PROBLEM TO SOLVE
Lay out every line of the data below as a Markdown table with the columns "Row" and "Data line," numbering each row and skipping blank lines. Leave the pictures out.

DATA SHOWN
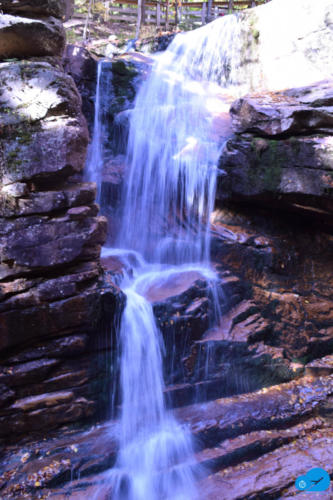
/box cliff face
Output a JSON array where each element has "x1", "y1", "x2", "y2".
[{"x1": 0, "y1": 1, "x2": 121, "y2": 439}]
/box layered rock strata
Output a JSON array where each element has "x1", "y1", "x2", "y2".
[{"x1": 0, "y1": 1, "x2": 122, "y2": 439}]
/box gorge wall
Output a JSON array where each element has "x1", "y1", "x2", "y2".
[{"x1": 0, "y1": 0, "x2": 122, "y2": 440}]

REPLY
| Row | Data line |
|---|---|
| 1 | /box cliff face |
| 2 | Output a JSON array where each element has "x1", "y1", "x2", "y2". |
| 3 | [{"x1": 0, "y1": 1, "x2": 121, "y2": 439}] |
| 4 | /box layered rock strata |
| 5 | Output a JSON array where each element has "x1", "y1", "x2", "y2". |
| 6 | [{"x1": 0, "y1": 1, "x2": 122, "y2": 439}] |
| 7 | /box gorge wall |
| 8 | Output a JSON array where each element has "x1", "y1", "x2", "y2". |
| 9 | [{"x1": 0, "y1": 0, "x2": 122, "y2": 440}] |